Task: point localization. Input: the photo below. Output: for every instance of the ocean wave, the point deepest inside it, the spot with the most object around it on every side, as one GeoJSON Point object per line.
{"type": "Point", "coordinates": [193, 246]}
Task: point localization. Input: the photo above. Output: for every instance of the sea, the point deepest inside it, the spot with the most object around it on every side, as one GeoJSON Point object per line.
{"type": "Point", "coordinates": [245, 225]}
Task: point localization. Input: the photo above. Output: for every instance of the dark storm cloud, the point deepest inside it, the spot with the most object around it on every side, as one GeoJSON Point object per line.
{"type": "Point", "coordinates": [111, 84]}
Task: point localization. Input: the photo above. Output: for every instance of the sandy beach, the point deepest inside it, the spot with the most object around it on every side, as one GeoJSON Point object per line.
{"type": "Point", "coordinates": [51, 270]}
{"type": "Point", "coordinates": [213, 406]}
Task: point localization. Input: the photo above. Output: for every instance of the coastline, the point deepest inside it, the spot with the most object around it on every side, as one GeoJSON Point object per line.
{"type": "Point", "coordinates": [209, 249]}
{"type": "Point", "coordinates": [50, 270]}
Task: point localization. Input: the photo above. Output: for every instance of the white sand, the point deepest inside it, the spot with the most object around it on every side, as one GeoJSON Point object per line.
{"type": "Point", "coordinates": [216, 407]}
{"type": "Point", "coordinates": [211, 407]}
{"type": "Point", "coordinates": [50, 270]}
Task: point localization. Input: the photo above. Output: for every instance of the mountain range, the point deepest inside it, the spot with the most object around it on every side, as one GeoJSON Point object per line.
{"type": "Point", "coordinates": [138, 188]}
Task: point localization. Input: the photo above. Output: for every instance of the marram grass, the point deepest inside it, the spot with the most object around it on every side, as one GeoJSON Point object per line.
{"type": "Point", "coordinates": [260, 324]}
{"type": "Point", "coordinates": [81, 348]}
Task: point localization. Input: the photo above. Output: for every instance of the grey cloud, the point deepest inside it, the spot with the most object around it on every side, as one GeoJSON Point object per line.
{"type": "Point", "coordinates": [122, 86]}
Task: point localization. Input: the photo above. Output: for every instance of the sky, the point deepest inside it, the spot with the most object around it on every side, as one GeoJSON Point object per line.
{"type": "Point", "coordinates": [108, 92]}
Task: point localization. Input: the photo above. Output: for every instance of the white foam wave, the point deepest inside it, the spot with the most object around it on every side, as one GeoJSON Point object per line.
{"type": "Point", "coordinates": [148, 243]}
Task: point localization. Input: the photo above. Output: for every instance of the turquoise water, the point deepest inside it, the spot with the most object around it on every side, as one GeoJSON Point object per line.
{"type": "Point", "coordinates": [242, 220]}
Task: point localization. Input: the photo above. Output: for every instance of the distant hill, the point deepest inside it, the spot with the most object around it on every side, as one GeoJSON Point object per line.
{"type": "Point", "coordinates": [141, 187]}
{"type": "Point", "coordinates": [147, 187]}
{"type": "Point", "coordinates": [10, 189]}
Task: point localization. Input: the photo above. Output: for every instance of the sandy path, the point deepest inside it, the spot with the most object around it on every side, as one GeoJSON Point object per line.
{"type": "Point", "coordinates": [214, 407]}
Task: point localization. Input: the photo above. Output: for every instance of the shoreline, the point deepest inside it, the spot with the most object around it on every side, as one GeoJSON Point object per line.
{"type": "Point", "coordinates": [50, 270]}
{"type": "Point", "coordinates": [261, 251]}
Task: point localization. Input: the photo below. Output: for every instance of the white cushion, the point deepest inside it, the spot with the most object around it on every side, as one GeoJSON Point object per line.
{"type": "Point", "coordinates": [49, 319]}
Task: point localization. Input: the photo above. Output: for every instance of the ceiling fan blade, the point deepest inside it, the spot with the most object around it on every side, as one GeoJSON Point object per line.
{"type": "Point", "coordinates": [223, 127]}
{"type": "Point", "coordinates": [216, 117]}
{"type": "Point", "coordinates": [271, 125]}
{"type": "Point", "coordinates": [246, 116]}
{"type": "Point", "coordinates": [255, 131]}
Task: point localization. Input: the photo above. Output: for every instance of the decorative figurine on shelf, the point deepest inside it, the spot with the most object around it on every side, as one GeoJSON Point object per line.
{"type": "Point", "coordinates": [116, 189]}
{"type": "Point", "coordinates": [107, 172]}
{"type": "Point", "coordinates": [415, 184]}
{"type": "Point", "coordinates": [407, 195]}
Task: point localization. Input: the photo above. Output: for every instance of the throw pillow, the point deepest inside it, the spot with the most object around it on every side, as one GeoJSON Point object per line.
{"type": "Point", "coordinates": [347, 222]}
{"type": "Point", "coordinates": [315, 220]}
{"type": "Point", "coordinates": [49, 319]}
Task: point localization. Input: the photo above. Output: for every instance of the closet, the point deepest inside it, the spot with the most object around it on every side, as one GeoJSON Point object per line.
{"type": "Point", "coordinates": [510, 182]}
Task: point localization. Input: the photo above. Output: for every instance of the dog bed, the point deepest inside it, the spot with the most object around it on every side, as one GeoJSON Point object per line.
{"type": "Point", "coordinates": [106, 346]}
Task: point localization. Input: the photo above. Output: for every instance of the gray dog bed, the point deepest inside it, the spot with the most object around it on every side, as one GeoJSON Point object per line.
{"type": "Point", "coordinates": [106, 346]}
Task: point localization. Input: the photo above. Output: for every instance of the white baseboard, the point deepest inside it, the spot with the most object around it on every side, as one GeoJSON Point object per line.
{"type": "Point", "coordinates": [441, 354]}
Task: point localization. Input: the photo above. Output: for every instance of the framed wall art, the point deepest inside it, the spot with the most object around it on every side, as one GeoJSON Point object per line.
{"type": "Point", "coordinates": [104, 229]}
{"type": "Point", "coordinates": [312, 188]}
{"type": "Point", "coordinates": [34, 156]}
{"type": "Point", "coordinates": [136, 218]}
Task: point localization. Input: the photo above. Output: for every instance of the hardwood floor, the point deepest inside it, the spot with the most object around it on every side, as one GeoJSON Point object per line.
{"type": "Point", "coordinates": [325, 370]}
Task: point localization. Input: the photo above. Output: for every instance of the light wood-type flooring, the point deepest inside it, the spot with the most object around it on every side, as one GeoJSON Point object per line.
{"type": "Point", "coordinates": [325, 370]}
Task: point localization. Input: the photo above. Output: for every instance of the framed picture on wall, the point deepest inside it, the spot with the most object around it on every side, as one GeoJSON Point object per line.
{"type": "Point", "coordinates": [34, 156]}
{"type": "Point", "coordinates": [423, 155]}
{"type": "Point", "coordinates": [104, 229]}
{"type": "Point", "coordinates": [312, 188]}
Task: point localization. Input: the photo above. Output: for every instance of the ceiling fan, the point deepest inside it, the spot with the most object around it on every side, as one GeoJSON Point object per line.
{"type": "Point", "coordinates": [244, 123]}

* **PROBLEM TO SOLVE**: Each entry above is to be set down again in exactly the same words.

* **SOLUTION**:
Task: point localization. Input: the photo below. Output: for every instance of the ocean wave, the point deepest inside it, the spot with the most object around it on every side, as one GeoJSON Point object per line.
{"type": "Point", "coordinates": [193, 246]}
Task: point localization. Input: the photo above. Output: for every instance of the sea, the point deepest inside it, the spot with the most object around it on every side, as one GeoJSON Point object per line.
{"type": "Point", "coordinates": [245, 225]}
Task: point localization. Input: the photo above. Output: for every instance of the dark storm cloud, the point deepest inside it, the spot with the most object around it on every side, as one GeoJSON Point object per line.
{"type": "Point", "coordinates": [111, 84]}
Task: point localization. Input: the photo above. Output: for every instance of the sandy beach, the point deepest inside it, the spot with the most object around it on every side, as one GeoJSON Point object per line.
{"type": "Point", "coordinates": [51, 270]}
{"type": "Point", "coordinates": [213, 406]}
Task: point localization. Input: the photo above. Output: for every instance of the coastline, the point deepest inside it, the spot with the most object around it on every side, as one GeoJSON Point object per line.
{"type": "Point", "coordinates": [209, 249]}
{"type": "Point", "coordinates": [50, 270]}
Task: point localization. Input: the photo above. Output: for every instance of the white sand, the point deepest inside it, the spot with the most object around it on every side, as one GeoJSON Point object per line.
{"type": "Point", "coordinates": [216, 407]}
{"type": "Point", "coordinates": [211, 407]}
{"type": "Point", "coordinates": [50, 270]}
Task: point localization. Input: the photo above. Output: for every instance of the mountain range, the point deepest inside it, the spot with the most object around it on every side, as one GeoJSON Point object per line.
{"type": "Point", "coordinates": [138, 188]}
Task: point localization. Input: the photo above. Output: for every instance of the marram grass, the point deepest inside it, the spot with the most object around it on every side, as one GeoJSON Point object per line.
{"type": "Point", "coordinates": [260, 324]}
{"type": "Point", "coordinates": [81, 348]}
Task: point localization. Input: the photo above. Output: for every instance of the grey cloud, the point deepest inside it, the spot with the most object around it on every side, as one GeoJSON Point object per line.
{"type": "Point", "coordinates": [122, 86]}
Task: point localization. Input: the photo above. Output: for every instance of the sky, the point deepest inside it, the spot with the most object around it on every side, as one GeoJSON Point object per line.
{"type": "Point", "coordinates": [108, 92]}
Task: point localization. Input: the photo above. Output: for every instance of the white foam wave, the point deepest inside it, the spot with the most object around it on every side, as one GeoJSON Point object per line.
{"type": "Point", "coordinates": [148, 243]}
Task: point localization. Input: the photo above. Output: for every instance of the turquoise water, the point deepest inside it, the spot with the most object around it on every side, as one GeoJSON Point object per line.
{"type": "Point", "coordinates": [242, 220]}
Task: point localization. Input: the photo above. Output: for every instance of the distant hill, the point deepest inside it, the spot with the most object around it on every side, as one GeoJSON Point object per line.
{"type": "Point", "coordinates": [141, 187]}
{"type": "Point", "coordinates": [147, 187]}
{"type": "Point", "coordinates": [10, 189]}
Task: point localization. Input: the photo above. Output: for every instance of the sandy path, the point deepest inside it, the spot with the most object around it on every side, as one GeoJSON Point object per line.
{"type": "Point", "coordinates": [214, 407]}
Task: point localization. Input: the photo above. Output: for every instance of the shoreline, the point deepest inside it, the spot with the most object around it on every side, as one GeoJSON Point object per line.
{"type": "Point", "coordinates": [50, 270]}
{"type": "Point", "coordinates": [261, 251]}
Task: point localization. Input: the photo below. Output: for every instance of the white cushion, the point deepest inside it, the spot with the most object around it on every side, as one GeoJSON Point object per line.
{"type": "Point", "coordinates": [49, 319]}
Task: point localization. Input: the photo above. Output: for every instance of the ceiling fan blade, the point deepest inside it, the spot with the most object around it on every side, as one GeoJSON Point object per line.
{"type": "Point", "coordinates": [223, 127]}
{"type": "Point", "coordinates": [216, 117]}
{"type": "Point", "coordinates": [271, 125]}
{"type": "Point", "coordinates": [246, 116]}
{"type": "Point", "coordinates": [255, 131]}
Task: point localization. Input: the photo above. Output: for every instance of the decorative figurine on shelf, the point deepest inside it, the spot with the most object around it on every side, as one GeoJSON Point object per line.
{"type": "Point", "coordinates": [116, 189]}
{"type": "Point", "coordinates": [107, 172]}
{"type": "Point", "coordinates": [415, 184]}
{"type": "Point", "coordinates": [407, 195]}
Task: point localization. Input: the photo above. Output: for every instance of the throw pillow, the point deepest inside it, the spot with the most object around it on every side, as one GeoJSON Point object per line.
{"type": "Point", "coordinates": [347, 222]}
{"type": "Point", "coordinates": [315, 220]}
{"type": "Point", "coordinates": [49, 319]}
Task: point localization. Input: the photo above. Output: for every instance of the closet, the point deepest inside it, the spot with the most object around it on every side, as one GeoJSON Point object per line.
{"type": "Point", "coordinates": [510, 182]}
Task: point localization. Input: the photo above. Output: for every instance of the dog bed, the point deepest inside it, the spot with the most object around it on every side, as one GeoJSON Point object per line.
{"type": "Point", "coordinates": [106, 346]}
Task: point localization. Input: the photo above. Output: for every instance of the gray dog bed, the point deepest inside it, the spot with the most object around it on every side, as one GeoJSON Point object per line.
{"type": "Point", "coordinates": [106, 346]}
Task: point localization. Input: the photo above. Output: for every instance of the white baseboard, the point deepest inside it, the spot with the most object around it on every side, as one GeoJSON Point object per line.
{"type": "Point", "coordinates": [441, 354]}
Task: point localization. Input: the photo above. Output: for every instance of the framed wall art, the point deepest inside it, the spot with the most object around it on every side, as one GeoJSON Point object per line.
{"type": "Point", "coordinates": [104, 229]}
{"type": "Point", "coordinates": [312, 188]}
{"type": "Point", "coordinates": [34, 156]}
{"type": "Point", "coordinates": [136, 218]}
Task: point localization. Input: the photo above. Output: for every instance of the hardwood floor, the point deepest inside it, the spot with the most object around it on every side, as one GeoJSON Point object per line.
{"type": "Point", "coordinates": [325, 370]}
Task: point localization. Input: the photo above. Output: for every instance of the light wood-type flooring, the point deepest inside it, the spot with the most object around it on every side, as one GeoJSON Point object per line.
{"type": "Point", "coordinates": [325, 370]}
Task: point localization. Input: the photo above. Output: for every instance of the framed picture on wall, the point deepest inside it, the spot with the most object around it on every side, as one GeoJSON Point object per line.
{"type": "Point", "coordinates": [34, 156]}
{"type": "Point", "coordinates": [423, 155]}
{"type": "Point", "coordinates": [104, 229]}
{"type": "Point", "coordinates": [312, 188]}
Task: point localization. Input: the photo above. Output: for every instance of the ceiling fan, the point deepest inside it, the spot with the most object around it on every side, as one GeoJSON Point object per line.
{"type": "Point", "coordinates": [244, 123]}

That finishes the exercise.